§ The task
Would you transcribe the records word for word, please?

Point localization data
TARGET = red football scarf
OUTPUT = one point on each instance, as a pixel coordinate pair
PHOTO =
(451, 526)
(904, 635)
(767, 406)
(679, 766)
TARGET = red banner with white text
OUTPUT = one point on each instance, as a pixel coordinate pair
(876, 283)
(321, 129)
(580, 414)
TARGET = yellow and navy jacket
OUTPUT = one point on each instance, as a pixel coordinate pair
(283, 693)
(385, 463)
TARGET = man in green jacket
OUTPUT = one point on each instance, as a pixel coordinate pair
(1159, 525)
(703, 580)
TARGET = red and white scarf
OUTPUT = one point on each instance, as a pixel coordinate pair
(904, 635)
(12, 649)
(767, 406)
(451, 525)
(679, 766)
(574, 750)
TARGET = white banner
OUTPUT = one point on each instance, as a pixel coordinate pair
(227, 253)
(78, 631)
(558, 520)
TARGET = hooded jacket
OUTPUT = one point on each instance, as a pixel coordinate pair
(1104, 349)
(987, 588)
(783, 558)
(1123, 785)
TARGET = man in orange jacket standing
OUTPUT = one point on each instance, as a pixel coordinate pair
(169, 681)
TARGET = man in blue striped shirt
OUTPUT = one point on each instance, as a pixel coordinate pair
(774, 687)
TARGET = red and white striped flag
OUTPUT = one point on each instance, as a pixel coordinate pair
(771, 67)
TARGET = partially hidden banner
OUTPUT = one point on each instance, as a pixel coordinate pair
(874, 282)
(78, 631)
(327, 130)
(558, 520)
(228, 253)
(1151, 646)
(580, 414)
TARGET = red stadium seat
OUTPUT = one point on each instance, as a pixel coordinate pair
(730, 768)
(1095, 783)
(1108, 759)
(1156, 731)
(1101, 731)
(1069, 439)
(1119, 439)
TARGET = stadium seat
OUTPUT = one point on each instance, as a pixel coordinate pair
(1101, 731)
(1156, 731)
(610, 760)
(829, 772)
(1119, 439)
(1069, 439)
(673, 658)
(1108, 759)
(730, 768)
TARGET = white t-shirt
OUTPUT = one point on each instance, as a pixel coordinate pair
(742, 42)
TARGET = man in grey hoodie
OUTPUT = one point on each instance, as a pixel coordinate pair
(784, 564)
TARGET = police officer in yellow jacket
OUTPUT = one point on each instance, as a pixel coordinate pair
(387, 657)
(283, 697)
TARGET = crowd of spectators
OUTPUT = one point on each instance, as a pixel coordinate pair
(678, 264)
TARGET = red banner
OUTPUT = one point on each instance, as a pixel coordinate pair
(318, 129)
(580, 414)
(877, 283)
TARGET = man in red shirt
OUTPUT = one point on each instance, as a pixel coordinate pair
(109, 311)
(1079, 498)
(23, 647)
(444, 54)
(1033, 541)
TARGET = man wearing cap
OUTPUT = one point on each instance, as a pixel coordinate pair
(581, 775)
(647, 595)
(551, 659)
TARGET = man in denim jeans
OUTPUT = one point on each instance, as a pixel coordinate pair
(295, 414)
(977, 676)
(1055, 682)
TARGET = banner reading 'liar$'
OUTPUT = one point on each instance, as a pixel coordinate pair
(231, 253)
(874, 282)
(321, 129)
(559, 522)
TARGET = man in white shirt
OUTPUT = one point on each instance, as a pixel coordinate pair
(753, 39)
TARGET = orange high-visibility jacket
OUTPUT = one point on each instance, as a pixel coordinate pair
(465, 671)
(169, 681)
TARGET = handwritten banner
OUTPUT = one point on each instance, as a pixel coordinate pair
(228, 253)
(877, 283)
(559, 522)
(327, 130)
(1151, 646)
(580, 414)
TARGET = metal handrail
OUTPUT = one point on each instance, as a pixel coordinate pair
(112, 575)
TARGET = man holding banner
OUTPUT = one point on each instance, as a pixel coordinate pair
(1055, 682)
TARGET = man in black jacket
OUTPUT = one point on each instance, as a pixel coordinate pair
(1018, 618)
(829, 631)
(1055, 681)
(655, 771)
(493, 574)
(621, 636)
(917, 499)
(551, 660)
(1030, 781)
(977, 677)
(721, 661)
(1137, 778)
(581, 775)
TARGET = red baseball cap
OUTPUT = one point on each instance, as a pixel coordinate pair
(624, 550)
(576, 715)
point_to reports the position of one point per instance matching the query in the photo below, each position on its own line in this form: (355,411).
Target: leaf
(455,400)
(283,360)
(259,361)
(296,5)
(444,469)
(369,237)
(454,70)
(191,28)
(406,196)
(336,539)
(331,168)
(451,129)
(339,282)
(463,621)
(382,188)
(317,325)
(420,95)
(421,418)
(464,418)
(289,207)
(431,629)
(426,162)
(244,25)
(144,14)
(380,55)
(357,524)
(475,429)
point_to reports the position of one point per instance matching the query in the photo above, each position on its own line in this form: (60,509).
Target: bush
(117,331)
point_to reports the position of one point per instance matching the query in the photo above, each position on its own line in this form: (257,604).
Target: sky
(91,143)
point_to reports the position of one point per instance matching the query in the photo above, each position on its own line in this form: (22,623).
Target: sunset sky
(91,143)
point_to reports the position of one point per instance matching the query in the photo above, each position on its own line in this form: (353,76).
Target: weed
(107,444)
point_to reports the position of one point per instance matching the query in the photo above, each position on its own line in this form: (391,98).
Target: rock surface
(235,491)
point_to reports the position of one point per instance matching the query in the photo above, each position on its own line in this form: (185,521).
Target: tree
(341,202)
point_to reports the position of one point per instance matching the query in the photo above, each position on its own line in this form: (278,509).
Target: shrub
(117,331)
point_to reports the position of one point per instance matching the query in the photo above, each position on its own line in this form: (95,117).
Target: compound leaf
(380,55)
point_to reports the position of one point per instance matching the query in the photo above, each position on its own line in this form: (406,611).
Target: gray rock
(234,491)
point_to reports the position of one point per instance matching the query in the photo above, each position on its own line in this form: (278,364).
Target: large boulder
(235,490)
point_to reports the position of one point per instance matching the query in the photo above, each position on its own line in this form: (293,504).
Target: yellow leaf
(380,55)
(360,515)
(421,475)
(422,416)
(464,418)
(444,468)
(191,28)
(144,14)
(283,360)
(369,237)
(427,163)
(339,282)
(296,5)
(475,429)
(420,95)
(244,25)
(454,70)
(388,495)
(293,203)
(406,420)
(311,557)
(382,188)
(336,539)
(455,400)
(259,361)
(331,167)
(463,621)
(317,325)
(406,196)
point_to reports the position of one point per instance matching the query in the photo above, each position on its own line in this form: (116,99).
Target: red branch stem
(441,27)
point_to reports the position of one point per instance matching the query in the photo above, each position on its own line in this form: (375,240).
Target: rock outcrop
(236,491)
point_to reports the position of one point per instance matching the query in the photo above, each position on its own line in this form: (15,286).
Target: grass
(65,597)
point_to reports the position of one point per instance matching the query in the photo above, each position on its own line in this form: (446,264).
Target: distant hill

§ Output of the task
TARGET = red football scarf
OUTPUT = one point on each instance, as a pixel coordinate pair
PHOTO =
(451, 526)
(904, 635)
(767, 406)
(679, 766)
TARGET = red banner with white text
OUTPUT = one point on each instance, as a pixel coordinate pair
(876, 283)
(321, 129)
(580, 414)
TARGET = yellow and navy jacket
OUTPUT = one point on each instance, as a pixel coordinate pair
(283, 693)
(385, 463)
TARGET = man in green jacket
OUTPUT = one point on each instance, as a pixel coordinate pair
(1159, 525)
(703, 580)
TARGET = red and white scarf
OUTPUT = one point on each instance, as a pixel coordinate pair
(904, 635)
(12, 649)
(767, 406)
(451, 525)
(679, 766)
(574, 750)
TARGET = white banner
OUTPUT = one point on each instance, as a pixel coordinate pair
(227, 253)
(78, 631)
(558, 520)
TARGET = hooded jacket
OUTPUT = one point on each instance, as a pixel coordinate pair
(1104, 349)
(987, 588)
(783, 558)
(1123, 785)
TARGET = man in orange jacket standing
OUTPUT = one point on each instance, as a pixel coordinate pair
(169, 681)
TARGET = man in blue striped shirt
OUTPUT = one point on each instance, as a pixel coordinate pair
(774, 687)
TARGET = red and white striped flag
OUTPUT = one point on each instance, as a pixel coordinate pair
(771, 67)
TARGET = partially hidden banner
OUTPUT = one point on each instance, as a pixel coordinate pair
(874, 282)
(78, 631)
(327, 130)
(558, 520)
(228, 253)
(1151, 646)
(580, 414)
TARGET = red stadium seat
OUTPUT = one point on each instance, as a pixel coordinate pair
(730, 768)
(1095, 783)
(1108, 759)
(1156, 731)
(1101, 731)
(1069, 439)
(1119, 439)
TARGET = stadium seat
OUTPUT = one point on each instance, as a pixel coordinate pair
(1101, 731)
(1156, 731)
(610, 760)
(829, 772)
(1119, 439)
(1069, 439)
(673, 658)
(1108, 759)
(730, 768)
TARGET = white t-shirt
OUTPUT = one point on each instance, as a pixel coordinate pair
(742, 42)
TARGET = man in grey hoodie
OUTPUT = one point on each instance, as a pixel coordinate pair
(784, 564)
TARGET = police officer in yellow jacket
OUTPUT = one point on each instance, as a pixel coordinate pair
(387, 657)
(283, 697)
TARGET = crowd of spectators
OUTPUT = one point on each instance, as a pixel coordinate pair
(678, 264)
TARGET = red banner
OUTPUT = one point on each instance, as a pixel coordinate pair
(318, 129)
(580, 414)
(877, 283)
TARGET = man in red shirt
OUTPUT = one point on each instance, as a pixel coordinate pair
(109, 311)
(1079, 498)
(23, 647)
(444, 54)
(1033, 541)
TARGET = man wearing cap
OUTPUT = one point on each instance, as a pixel coordinate pair
(581, 775)
(647, 595)
(551, 659)
TARGET = man in denim jeans
OUTPUT = one point on each instance, as a pixel coordinate pair
(295, 414)
(977, 676)
(1055, 682)
TARGET = banner reading 'liar$'
OUTPUT = one point on each instance, as a pixel coordinate pair
(231, 253)
(874, 282)
(321, 129)
(559, 522)
TARGET = man in white shirt
OUTPUT = one point on each instance, as a pixel coordinate pair
(753, 39)
TARGET = orange high-visibility jacket
OUTPUT = one point on each instance, as a pixel coordinate pair
(465, 671)
(169, 681)
TARGET = handwritten banner
OUTPUT = one point on each instance, as a pixel coordinate pair
(228, 253)
(877, 283)
(559, 522)
(327, 130)
(1151, 646)
(580, 414)
TARGET = metal handrail
OUTPUT = one point on each instance, as a pixel coordinate pair
(112, 575)
TARGET = man holding banner
OUTPUT = one point on each instance, as a pixel coordinate pair
(1055, 682)
TARGET = man in black jacket
OUTPUT = one point on each instance, as a pixel coordinate pair
(1018, 618)
(829, 631)
(1055, 681)
(655, 771)
(493, 574)
(621, 636)
(917, 499)
(551, 660)
(1030, 781)
(977, 677)
(721, 661)
(1137, 778)
(581, 775)
TARGET = red baseball cap
OUTPUT = one point on each instance, as a pixel coordinate pair
(624, 550)
(576, 715)
point_to reports the position of one point per instance matching the query in the photo below, each position on its own line in this form: (355,411).
Target: leaf
(455,400)
(283,360)
(259,361)
(296,5)
(444,469)
(369,237)
(454,70)
(191,28)
(406,196)
(336,539)
(331,168)
(451,129)
(339,282)
(463,621)
(382,188)
(317,325)
(420,95)
(421,418)
(464,418)
(289,207)
(431,629)
(426,162)
(244,25)
(144,14)
(380,55)
(357,524)
(475,429)
point_to reports the position of one point per instance matching the query in the photo above, each position on its own line in this form: (60,509).
Target: bush
(117,331)
point_to reports the position of one point per instance matching the query in the photo above, each position on its own line in this form: (257,604).
Target: sky
(91,143)
point_to reports the position of one point per instance matching the query in the photo above, each position on its own line in this form: (22,623).
Target: sunset sky
(91,143)
point_to reports the position of one point per instance matching the query in the photo above, each position on its own line in this form: (353,76).
Target: weed
(107,444)
point_to reports the position of one point per instance matching the query in the photo above, each position on its own line in this form: (391,98).
Target: rock surface
(235,491)
point_to reports the position of one point per instance matching the query in the photo above, each position on its own line in this form: (185,521).
Target: tree
(341,202)
point_to reports the position of one point per instance matching the query in the photo above, each position on its own line in this form: (278,509).
Target: shrub
(117,331)
point_to reports the position of one point per instance matching the query in the photo above, each position on its own line in this form: (95,117).
Target: compound leaf
(380,55)
point_to reports the position of one point per instance matching the query in the photo above, each position on its own line in this form: (406,611).
Target: gray rock
(234,491)
point_to reports the position of one point per instance matching the query in the photo above, each position on its own line in this form: (278,364).
Target: large boulder
(235,490)
point_to reports the position of one point per instance matching the query in the photo above, each position on its own line in this form: (293,504).
Target: yellow leaf
(380,55)
(360,515)
(421,475)
(422,416)
(464,418)
(444,468)
(191,28)
(144,14)
(283,360)
(369,237)
(427,163)
(339,282)
(296,5)
(475,429)
(420,95)
(244,25)
(454,70)
(388,495)
(293,203)
(406,420)
(311,557)
(382,188)
(336,539)
(455,400)
(259,361)
(331,167)
(463,621)
(317,325)
(406,196)
point_to reports the position of one point per instance matching the query in the photo above, each position on its own line in this form: (116,99).
Target: red branch stem
(441,27)
point_to reports the position of one point per instance matching the query in the photo above, each position on its own line in this form: (375,240).
Target: rock outcrop
(236,491)
point_to reports the position of one point per instance matching the query in the photo above, each position on its own line in this form: (15,286).
Target: grass
(65,597)
point_to reports the position of one point per instance matching the query in the photo above, each position on its own line in this form: (446,264).
Target: distant hill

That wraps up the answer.